Retype the data below exactly, skipping pictures.

### Stored items
*** Begin section ***
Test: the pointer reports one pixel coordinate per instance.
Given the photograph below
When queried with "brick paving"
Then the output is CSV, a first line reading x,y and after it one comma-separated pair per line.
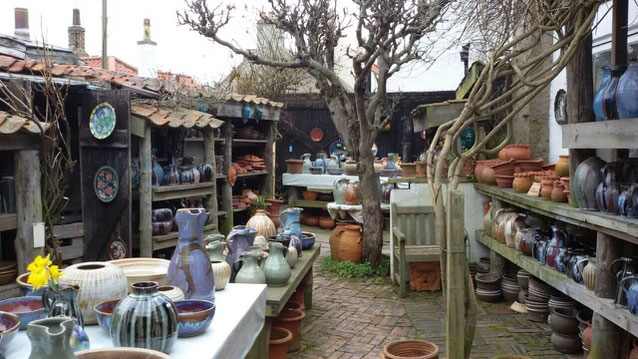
x,y
355,318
*** End section ***
### Task result
Test: the pointer reports one pixel coordinate per instance.
Given the photograph below
When queried with "brick paving"
Then the output is CSV, a first line reading x,y and after it one comma-separated pair per line.
x,y
355,318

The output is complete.